* PAGE TEXT

___

The Voice of Memory / The Wisdom of Crowds

Very happy to receive the latest instalment of music in the Persistence Of Sound programme…we last heard from this UK label dedicated to musique concrète, electroacoustic music and field recordings in 2020 with the LP Huellas Entreveradas by Beatriz Ferreyra. It so happens that Ferreyra also occupies one half of today’s split album Souvenirs Cachés / Innermost (PS005) with Natasha Barrett, the English composer based on Norway, occupying the B side.

Ferreyra’s main offering here is ‘Souvenirs Cachés’, a 2020 composition which features voices and spoken word quite heavily, although the words are all but unintelligible and what emerges is the strange combined sound caused by the fascinating, mesmerising mix of murmuring tongues. Along with these vocal utterances, the flute of Hernan Gomez surfaces from time to time, his breathy exhalations not far apart from the mysterious moanings that surround him. Recordings of percussion are also contributed by himself. The composer intends the work to represent “childhood impressions”…it’s a jumbled-up re-arrangement of memories, and if memory is indeed the key to understanding these “hidden souvenirs”, then memory also turns out to be rather unreliable, shifting under our feet like quicksand, flashing past us in broken images, and only occasionally yielding a glimpse of something remotely recognisable in the general churn of mental processes. This work came about when Ferreyra had some spare time at the start of year 2020 – many concerts cancelled, a fate which befell many other musicians – and she set about curating her private library of recordings, where I presume the source materials for her compositions are safely stashed. It turned into a process of reflection for her, almost one of self-examination, and she made it into art – transforming selected recordings into a conversation, a dialogue with herself. Very successful result; I like the way the work keeps mutating subtly, with no violent shifts of timbre or texture, and refuses linear story-telling in favour of something much more impressionistic and nebulous.

___

* HOW TO COMPLETE THIS TASK
List every person named in the review above.

___

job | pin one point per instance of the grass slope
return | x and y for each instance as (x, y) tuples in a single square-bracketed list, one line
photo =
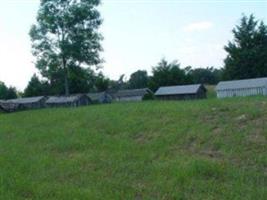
[(210, 149)]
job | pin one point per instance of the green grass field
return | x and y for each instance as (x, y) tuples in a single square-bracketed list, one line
[(207, 149)]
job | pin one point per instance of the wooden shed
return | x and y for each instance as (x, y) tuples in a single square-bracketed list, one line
[(28, 102), (100, 97), (9, 107), (132, 95), (68, 101), (181, 92), (245, 87)]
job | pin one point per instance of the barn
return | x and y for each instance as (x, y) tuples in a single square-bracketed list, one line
[(245, 87), (181, 92), (133, 95), (9, 107), (100, 97), (28, 103), (68, 101)]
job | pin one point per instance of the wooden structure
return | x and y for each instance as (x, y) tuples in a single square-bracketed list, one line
[(246, 87), (181, 92), (68, 101), (132, 95), (100, 97)]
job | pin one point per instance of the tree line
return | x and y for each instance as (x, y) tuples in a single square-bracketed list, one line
[(67, 45)]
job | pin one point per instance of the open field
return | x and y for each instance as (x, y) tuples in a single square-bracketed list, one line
[(207, 149)]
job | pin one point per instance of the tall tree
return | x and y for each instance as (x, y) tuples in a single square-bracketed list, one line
[(247, 53), (7, 92), (138, 79), (36, 87), (66, 35), (166, 74)]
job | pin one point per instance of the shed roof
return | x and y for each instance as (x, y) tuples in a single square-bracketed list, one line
[(26, 100), (134, 92), (64, 99), (96, 96), (245, 83), (179, 89)]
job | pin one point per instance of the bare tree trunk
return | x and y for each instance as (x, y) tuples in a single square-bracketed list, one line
[(66, 81)]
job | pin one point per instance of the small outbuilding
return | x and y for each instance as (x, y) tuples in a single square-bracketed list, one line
[(9, 107), (181, 92), (68, 101), (28, 102), (100, 97), (133, 95), (245, 87)]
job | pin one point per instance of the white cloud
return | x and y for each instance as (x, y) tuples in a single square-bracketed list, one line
[(198, 26)]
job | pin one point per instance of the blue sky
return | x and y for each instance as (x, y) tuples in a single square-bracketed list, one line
[(138, 33)]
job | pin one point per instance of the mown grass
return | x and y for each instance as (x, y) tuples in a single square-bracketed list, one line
[(207, 149)]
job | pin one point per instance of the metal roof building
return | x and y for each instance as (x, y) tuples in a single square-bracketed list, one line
[(132, 95), (246, 87), (27, 103), (100, 97), (68, 101), (181, 92)]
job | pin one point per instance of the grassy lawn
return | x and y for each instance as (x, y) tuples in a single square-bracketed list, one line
[(207, 149)]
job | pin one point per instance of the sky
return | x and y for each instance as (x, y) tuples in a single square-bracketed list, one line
[(137, 34)]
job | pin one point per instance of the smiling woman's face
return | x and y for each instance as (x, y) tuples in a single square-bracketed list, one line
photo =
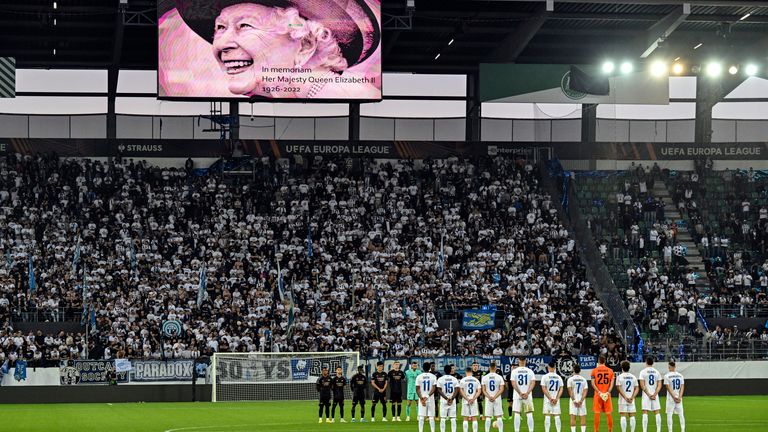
[(247, 38)]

___

* TASK ANSWER
Beatriz Ferreyra
Natasha Barrett
Hernan Gomez